Available data
◆ ◆ ◆ ◆
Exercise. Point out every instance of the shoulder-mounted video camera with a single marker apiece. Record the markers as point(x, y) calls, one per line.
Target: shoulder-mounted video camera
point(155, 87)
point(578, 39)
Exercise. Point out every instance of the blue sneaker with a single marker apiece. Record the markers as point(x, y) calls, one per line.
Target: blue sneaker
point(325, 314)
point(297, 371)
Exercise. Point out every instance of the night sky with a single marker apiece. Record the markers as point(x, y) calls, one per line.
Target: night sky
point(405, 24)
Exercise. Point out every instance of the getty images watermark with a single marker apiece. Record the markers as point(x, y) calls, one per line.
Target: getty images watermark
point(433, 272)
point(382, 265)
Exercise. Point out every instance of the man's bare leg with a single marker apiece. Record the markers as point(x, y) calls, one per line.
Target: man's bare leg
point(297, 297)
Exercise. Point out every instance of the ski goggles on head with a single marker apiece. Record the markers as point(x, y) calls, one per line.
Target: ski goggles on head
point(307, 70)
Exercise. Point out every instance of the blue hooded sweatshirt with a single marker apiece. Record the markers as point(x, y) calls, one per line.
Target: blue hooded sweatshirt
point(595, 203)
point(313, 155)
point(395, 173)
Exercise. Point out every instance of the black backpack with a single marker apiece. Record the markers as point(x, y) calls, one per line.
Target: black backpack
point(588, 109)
◆ ◆ ◆ ◆
Problem statement
Would you copy every line of the material exactly?

Expected answer
Exercise. Point out every instance of the shoulder-mounted video camera with a single marker apiece. Record the markers as point(x, y) calls, one per line.
Target: shoulder-mounted video camera
point(155, 87)
point(578, 39)
Exercise. Point out every instance of the blue sneaker with a single marker apiece. Record the markers as point(x, y) calls, one per line.
Target: blue sneaker
point(325, 314)
point(297, 371)
Exercise. Point out every instance of the night sky with a single marker apiece. Record the markers as point(x, y) calls, one per line.
Target: night sky
point(405, 24)
Exercise. Point out every instance of the getty images watermark with a single marker apiece. Record the markers as point(x, y) calls, one per line.
Target: getty images watermark
point(433, 272)
point(382, 265)
Exercise. Point out every instance of the man's bare leg with a single marker apiece. Record the markers as point(x, y) calls, one per line.
Target: man's bare leg
point(297, 297)
Exercise. Point out every instance of the ski goggles on head with a single marker apiece. Record the markers as point(x, y) calls, one per line.
Target: ski goggles on head
point(307, 70)
Exercise. Point out every instance of the blue hooded sweatshirt with a single marker apiece. Record the markers as point(x, y) calls, one per line.
Target: blue hooded sweatshirt
point(595, 203)
point(313, 155)
point(395, 173)
Exercise. Point out every instance of the black backpack with a single marker apiece. Record the markers as point(x, y) calls, one per line.
Target: black backpack
point(588, 109)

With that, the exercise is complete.